Problem:
From the entries below, count the lines with "soldier". Write only the count.

Data for processing:
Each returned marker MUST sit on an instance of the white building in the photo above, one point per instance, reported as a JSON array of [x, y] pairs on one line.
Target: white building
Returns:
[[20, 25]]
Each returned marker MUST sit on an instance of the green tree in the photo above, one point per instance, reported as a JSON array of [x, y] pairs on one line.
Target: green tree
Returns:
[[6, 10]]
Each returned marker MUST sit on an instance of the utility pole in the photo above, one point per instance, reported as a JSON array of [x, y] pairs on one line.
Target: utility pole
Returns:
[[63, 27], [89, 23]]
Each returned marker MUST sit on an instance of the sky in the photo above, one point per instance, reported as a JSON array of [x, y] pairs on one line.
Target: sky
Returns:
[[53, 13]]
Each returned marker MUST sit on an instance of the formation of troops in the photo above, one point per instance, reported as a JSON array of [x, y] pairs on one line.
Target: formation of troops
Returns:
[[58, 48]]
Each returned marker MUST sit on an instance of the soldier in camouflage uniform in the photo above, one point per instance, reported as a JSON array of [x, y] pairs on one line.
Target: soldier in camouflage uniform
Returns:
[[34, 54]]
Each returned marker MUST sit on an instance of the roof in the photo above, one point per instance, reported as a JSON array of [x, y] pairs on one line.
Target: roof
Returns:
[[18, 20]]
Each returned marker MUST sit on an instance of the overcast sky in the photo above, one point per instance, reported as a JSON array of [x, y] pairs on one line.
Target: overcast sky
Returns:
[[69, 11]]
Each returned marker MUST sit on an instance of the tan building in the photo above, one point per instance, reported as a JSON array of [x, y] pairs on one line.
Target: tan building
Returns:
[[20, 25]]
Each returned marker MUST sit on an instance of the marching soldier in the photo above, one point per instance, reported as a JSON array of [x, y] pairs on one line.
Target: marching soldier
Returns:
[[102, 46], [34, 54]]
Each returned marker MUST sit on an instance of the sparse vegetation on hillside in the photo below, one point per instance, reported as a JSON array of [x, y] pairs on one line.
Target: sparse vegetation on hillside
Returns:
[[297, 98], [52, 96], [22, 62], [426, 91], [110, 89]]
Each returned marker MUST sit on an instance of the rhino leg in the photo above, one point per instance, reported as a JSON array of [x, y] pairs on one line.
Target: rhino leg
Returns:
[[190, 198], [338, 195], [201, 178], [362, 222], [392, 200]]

Solved exercise:
4